What the task requires :: In the stretch of the listing from the line containing "Warehouse picking: mark the foreground" through the end, substitute "route planner" for every "pick planner" and rewrite those lines with nothing else altered.

[Location identification listing]
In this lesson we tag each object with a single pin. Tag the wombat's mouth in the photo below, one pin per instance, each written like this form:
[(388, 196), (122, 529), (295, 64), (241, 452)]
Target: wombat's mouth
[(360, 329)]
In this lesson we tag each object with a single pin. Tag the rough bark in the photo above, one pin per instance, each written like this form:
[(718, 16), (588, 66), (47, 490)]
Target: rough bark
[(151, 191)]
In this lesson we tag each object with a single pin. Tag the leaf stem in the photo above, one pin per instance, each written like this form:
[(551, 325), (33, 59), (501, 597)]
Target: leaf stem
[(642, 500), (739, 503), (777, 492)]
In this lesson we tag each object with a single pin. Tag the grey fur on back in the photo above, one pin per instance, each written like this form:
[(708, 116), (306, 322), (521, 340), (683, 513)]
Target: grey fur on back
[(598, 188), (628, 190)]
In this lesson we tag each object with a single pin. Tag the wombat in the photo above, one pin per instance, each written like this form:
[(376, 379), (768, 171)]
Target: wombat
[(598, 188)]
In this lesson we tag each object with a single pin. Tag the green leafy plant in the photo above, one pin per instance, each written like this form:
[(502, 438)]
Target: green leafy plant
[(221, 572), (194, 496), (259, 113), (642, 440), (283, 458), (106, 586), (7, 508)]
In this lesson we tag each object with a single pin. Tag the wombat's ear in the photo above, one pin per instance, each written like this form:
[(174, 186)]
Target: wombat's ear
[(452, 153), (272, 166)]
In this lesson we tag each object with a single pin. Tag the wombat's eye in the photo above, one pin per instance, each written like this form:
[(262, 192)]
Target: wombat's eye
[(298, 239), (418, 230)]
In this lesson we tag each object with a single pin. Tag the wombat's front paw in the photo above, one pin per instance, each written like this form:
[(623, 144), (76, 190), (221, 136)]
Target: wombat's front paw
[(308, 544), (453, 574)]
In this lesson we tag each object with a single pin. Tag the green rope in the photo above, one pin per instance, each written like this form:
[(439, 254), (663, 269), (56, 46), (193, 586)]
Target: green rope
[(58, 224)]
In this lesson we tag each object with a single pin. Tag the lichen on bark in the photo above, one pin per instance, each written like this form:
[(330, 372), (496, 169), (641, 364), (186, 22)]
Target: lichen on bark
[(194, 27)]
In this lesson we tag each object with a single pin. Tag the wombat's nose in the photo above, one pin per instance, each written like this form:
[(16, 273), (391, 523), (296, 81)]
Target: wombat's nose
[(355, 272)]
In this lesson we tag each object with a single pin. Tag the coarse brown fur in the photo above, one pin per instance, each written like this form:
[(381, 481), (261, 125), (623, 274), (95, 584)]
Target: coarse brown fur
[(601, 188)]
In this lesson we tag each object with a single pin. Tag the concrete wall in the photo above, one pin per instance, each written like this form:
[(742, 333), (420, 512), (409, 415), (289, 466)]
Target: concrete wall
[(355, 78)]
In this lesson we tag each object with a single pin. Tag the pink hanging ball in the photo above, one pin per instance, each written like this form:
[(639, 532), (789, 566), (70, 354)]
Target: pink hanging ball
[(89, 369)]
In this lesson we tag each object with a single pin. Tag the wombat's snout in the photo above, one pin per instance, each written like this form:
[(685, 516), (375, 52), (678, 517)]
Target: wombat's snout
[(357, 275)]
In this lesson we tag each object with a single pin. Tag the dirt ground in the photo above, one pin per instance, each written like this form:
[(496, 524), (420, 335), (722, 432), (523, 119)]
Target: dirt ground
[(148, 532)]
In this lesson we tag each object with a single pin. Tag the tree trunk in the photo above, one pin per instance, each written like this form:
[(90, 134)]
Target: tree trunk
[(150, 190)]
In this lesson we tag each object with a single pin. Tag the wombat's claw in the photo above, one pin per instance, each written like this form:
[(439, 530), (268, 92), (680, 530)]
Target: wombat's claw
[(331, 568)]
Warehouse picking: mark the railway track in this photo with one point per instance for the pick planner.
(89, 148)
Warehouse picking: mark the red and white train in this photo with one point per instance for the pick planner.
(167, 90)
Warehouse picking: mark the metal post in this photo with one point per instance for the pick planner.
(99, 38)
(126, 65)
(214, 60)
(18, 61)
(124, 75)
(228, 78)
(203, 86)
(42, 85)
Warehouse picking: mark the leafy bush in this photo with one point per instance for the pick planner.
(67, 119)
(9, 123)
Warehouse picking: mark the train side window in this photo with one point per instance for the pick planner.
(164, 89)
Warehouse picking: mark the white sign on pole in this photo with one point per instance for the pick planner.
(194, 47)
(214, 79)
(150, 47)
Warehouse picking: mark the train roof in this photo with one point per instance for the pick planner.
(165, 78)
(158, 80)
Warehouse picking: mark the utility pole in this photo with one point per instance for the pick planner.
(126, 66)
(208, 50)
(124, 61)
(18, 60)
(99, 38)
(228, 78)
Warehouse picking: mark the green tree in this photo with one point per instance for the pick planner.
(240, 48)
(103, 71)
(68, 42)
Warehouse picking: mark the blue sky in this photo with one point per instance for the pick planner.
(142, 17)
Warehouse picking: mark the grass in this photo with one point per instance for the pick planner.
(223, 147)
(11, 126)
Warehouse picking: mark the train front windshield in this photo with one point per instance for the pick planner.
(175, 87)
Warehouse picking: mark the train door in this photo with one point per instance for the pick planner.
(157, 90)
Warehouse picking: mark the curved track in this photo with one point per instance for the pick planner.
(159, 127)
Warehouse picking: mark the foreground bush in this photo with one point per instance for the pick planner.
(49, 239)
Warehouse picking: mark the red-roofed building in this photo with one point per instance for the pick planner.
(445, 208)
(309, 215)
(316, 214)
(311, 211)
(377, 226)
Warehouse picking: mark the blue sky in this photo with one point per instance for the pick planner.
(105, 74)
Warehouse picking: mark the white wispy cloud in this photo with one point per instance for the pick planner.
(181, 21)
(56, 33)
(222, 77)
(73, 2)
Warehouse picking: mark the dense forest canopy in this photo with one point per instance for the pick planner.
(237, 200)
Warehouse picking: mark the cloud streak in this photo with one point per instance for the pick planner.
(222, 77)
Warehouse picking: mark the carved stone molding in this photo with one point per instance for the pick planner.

Answer to the task ::
Warehouse picking: mark the foreground bush in this photo with one point per instance for the route planner.
(49, 239)
Warehouse picking: mark the red-roofed building in this photo with one point per instance for the route planner.
(445, 208)
(309, 215)
(316, 214)
(311, 211)
(377, 226)
Warehouse picking: mark the blue sky in this photo with one point per instance for the route planner.
(105, 74)
Warehouse picking: mark the white wispy cloud in this photo with one point per instance for the route planner.
(181, 21)
(56, 33)
(222, 77)
(73, 2)
Warehouse picking: mark the dense forest canopy in this photo with one point per instance for the route planner.
(237, 200)
Warehouse picking: mark the cloud streak in this photo with one point per instance for the route planner.
(222, 77)
Warehouse picking: mark the carved stone molding in this photo with one point per instance for the route planner.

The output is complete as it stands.